De modo imperceptível, aos poucos fomos renunciando à nossa habilidade social de confrontar opiniões, enriquecer nossas conversas, estimular o debate a respeito dos mais diversos assuntos. Sob o signo da polarização, a sociedade sentiu-se estranhamente à vontade para se dividir e se aglutinar em polos opostos diante de qualquer assunto. Da política – esquerda ou direita – essa tendência esparramou-se por praticamente todos os assuntos e escolhas da nossa vida. Hoje, precisamos assumir uma posição que é sempre a favor ou contra uma ideia, um produto, uma pessoa, até mesmo um remédio!
As consequências dessa polarização são terríveis: de que forma podemos oferecer segurança e respeito aos cidadãos se o diálogo cedeu lugar à raiva, à agressão gratuita, ao alinhamento automático e sem reflexão à uma extremidade ou outra? A principal consequência que se observa diariamente em todas as plataformas de comunicação – mídias tradicionais, disruptivas, sociais, subterrâneas e conspiradoras – é a criação de narrativas que exploram os vieses de confirmação, crenças e zonas de conforto dos cidadãos, procurando reforçar ideias, conceitos, preconceitos, posições políticas sem dar tempo à reflexão e sem criar pontes de diálogo possíveis.
Mas os efeitos das guerras de narrativas também trouxeram consequências mais danosas às mentes individuais: a busca por construtos e histórias que modelem a realidade e a percepção das pessoas para dar sentido às suas próprias vidas. A realidade dos fatos se vaporizou diante da força de argumentos fracionados, deliberadamente montados, manipulados para trazer conforto à mentes frágeis ou incapazes de encarar a vida como ela é.

════════

SOLICITAÇÃO ESCRITA:
Relacione todos os tipos de mídia que o texto sobre polarização menciona como plataformas de comunicação. Baseie-se somente no texto acima.

MATERIAL:
════════

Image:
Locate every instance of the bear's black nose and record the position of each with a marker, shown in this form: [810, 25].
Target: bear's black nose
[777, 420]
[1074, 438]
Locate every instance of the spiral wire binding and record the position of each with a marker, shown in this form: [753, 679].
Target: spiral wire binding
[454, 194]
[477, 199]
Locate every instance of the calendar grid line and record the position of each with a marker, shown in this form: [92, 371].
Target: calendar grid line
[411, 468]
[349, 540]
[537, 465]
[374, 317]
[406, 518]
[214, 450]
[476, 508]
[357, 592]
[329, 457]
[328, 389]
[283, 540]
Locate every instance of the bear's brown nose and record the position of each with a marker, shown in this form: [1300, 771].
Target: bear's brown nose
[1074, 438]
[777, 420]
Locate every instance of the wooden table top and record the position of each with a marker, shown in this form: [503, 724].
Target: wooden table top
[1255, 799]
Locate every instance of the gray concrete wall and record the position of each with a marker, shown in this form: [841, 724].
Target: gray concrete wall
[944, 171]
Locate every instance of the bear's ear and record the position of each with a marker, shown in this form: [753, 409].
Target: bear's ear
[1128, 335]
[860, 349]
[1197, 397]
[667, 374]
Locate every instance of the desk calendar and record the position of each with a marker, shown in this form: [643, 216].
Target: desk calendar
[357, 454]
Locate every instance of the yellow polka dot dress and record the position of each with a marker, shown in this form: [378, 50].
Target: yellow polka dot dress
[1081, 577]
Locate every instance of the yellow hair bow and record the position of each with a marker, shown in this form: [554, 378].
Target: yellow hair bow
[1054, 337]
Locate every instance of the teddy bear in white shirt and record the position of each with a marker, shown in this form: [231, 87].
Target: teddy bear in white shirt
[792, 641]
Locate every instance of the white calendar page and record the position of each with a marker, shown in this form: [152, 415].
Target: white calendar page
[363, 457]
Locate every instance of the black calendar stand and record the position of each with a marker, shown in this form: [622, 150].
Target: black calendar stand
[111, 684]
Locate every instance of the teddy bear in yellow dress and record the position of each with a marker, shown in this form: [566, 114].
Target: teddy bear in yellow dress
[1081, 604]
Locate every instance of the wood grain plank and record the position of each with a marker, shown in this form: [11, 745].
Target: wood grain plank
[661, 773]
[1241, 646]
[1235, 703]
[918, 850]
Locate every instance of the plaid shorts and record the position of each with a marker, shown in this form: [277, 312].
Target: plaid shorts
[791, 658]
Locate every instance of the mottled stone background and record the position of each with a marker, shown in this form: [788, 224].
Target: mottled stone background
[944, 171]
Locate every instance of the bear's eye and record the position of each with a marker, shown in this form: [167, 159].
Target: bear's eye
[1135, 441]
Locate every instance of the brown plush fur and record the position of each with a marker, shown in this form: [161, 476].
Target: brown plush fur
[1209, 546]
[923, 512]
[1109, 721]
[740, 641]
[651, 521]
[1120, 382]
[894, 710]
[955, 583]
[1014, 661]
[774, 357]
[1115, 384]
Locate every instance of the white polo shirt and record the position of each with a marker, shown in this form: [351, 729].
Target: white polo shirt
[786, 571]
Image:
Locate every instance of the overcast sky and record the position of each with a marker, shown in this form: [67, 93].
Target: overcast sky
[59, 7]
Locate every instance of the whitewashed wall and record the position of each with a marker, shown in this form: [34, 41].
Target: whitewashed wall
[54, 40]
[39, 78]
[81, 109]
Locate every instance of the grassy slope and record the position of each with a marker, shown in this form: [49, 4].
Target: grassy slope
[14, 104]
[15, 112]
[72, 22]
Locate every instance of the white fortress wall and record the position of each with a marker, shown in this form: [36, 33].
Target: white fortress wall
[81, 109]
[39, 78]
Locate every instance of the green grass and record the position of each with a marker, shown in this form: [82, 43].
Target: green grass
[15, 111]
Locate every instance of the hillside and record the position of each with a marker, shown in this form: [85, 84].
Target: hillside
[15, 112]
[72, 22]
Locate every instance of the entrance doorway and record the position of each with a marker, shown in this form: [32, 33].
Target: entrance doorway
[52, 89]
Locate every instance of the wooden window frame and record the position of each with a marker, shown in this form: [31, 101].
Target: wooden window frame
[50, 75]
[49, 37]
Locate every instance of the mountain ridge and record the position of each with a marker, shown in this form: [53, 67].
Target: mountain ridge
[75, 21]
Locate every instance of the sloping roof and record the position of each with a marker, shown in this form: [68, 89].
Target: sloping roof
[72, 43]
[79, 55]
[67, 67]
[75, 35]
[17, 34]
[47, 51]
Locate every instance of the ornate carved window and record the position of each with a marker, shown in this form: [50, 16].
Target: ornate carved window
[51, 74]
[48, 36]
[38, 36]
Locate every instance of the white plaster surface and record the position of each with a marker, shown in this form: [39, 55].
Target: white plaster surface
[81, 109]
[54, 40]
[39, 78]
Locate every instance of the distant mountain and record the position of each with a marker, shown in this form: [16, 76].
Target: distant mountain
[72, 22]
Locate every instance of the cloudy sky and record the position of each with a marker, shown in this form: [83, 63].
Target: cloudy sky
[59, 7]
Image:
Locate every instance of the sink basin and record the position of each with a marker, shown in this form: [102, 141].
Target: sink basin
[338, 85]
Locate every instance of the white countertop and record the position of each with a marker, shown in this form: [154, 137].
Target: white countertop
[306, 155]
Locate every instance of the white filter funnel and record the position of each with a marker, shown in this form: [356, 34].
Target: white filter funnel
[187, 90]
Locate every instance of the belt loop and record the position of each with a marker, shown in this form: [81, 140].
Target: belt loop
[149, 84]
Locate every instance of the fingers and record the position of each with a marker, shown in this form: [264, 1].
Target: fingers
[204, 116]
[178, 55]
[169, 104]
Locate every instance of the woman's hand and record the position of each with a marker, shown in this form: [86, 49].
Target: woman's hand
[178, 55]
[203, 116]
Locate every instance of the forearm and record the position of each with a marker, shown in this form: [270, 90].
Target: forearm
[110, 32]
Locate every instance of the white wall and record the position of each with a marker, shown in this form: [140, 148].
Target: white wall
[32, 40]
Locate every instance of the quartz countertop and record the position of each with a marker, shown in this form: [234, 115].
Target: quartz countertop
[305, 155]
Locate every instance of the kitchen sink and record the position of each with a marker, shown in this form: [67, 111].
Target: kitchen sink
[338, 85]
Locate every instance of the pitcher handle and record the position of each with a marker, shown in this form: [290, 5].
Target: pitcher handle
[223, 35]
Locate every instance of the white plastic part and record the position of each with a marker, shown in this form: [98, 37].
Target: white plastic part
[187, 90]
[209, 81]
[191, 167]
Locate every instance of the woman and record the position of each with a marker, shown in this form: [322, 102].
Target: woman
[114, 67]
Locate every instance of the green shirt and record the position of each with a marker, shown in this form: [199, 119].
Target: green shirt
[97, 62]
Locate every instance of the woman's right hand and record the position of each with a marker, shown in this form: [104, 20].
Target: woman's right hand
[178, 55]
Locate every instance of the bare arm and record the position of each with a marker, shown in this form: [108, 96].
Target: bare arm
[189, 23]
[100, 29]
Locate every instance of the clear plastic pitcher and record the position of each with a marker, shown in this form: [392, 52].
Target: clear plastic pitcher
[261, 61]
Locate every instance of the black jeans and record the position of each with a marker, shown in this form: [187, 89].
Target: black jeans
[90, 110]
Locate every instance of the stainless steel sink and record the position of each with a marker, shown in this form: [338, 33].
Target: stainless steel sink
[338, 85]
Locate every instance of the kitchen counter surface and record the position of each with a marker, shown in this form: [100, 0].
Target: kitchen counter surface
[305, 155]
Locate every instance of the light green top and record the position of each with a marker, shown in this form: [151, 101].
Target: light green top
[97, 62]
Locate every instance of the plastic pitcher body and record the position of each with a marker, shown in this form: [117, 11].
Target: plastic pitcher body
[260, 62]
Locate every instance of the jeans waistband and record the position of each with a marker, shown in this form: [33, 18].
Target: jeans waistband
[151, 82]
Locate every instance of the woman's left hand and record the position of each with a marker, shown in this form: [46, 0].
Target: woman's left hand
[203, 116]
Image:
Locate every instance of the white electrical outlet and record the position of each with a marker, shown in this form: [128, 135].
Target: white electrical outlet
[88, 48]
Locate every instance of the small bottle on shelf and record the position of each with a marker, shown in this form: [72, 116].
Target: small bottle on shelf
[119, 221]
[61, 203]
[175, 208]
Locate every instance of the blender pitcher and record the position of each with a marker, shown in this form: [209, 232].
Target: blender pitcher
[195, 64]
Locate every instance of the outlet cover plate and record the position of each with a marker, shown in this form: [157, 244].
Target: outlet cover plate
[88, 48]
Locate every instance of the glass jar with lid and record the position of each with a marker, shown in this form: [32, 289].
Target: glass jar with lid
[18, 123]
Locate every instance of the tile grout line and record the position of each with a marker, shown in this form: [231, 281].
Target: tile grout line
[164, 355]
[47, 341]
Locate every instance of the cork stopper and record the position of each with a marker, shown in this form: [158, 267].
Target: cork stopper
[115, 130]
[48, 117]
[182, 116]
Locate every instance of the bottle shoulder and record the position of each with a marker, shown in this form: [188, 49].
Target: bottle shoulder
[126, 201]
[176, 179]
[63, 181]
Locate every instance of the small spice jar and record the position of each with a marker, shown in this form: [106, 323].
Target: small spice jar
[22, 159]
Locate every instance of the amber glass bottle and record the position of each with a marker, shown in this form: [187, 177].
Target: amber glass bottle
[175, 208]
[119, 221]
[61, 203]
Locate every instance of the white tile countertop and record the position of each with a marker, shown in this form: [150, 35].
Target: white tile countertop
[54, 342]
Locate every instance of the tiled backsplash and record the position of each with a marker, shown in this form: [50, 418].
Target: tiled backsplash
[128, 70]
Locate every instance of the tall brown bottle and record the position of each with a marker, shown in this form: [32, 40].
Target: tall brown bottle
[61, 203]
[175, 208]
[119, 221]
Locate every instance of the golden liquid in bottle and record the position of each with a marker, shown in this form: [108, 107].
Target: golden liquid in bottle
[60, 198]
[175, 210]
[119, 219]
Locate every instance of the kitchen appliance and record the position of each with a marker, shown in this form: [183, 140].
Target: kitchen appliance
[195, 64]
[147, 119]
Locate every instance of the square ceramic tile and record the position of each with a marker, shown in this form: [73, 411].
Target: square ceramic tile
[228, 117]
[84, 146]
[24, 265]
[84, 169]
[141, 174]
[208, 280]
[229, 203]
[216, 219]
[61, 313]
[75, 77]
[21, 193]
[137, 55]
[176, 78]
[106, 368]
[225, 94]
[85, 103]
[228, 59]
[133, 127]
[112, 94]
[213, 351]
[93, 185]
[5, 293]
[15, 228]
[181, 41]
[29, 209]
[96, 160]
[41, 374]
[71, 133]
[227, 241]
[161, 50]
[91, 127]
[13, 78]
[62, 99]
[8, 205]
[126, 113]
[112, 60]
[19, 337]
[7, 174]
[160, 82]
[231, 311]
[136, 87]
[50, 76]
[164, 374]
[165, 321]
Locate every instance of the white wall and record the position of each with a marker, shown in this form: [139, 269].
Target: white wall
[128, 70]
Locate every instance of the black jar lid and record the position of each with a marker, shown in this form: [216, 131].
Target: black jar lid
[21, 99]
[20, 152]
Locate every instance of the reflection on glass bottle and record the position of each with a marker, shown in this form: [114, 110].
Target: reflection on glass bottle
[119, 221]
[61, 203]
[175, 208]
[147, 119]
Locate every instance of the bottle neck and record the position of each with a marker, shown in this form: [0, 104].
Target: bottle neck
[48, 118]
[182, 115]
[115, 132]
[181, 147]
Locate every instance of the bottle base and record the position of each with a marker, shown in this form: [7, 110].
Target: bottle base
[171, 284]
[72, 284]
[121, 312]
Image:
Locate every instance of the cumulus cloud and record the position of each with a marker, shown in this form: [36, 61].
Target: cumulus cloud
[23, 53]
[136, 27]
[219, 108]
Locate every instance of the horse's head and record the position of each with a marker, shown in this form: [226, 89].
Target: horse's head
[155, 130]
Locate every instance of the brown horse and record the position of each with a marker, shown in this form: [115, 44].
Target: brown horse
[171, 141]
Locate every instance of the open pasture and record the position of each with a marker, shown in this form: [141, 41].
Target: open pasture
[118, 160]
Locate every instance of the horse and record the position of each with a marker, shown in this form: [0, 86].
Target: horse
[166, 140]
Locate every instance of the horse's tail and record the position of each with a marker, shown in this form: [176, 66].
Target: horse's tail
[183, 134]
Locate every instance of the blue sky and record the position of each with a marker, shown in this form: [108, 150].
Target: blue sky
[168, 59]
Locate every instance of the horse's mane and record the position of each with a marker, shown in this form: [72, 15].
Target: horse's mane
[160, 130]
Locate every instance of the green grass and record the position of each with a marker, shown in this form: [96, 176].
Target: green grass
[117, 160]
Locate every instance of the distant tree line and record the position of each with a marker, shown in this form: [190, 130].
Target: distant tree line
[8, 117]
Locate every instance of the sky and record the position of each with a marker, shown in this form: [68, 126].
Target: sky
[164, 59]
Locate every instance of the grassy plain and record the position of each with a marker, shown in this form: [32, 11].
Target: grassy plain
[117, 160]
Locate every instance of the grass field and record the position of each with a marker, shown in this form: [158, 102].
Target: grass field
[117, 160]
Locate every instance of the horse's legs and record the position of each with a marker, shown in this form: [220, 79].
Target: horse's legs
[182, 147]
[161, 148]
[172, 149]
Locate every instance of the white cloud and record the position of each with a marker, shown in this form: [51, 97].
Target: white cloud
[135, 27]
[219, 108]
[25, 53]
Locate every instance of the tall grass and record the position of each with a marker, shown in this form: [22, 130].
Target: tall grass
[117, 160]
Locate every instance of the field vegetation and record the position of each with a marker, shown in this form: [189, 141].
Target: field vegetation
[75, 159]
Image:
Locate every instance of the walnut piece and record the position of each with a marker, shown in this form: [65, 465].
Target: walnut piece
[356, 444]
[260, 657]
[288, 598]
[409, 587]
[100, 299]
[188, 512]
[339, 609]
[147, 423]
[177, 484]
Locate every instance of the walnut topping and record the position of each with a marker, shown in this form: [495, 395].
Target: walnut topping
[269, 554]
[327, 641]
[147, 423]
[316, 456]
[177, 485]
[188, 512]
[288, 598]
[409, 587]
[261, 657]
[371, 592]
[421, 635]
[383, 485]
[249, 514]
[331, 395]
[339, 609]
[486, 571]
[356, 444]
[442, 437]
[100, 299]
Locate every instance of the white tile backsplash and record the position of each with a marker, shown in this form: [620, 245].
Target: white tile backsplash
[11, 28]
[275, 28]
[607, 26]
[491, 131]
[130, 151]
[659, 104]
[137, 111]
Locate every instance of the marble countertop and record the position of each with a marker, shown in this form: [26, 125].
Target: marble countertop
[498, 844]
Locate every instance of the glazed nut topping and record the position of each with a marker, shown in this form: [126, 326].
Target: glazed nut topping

════════

RESULTADO DA TAREFA:
- Mídias tradicionais
- Mídias disruptivas
- Mídias sociais
- Mídias subterrâneas
- Mídias conspiradoras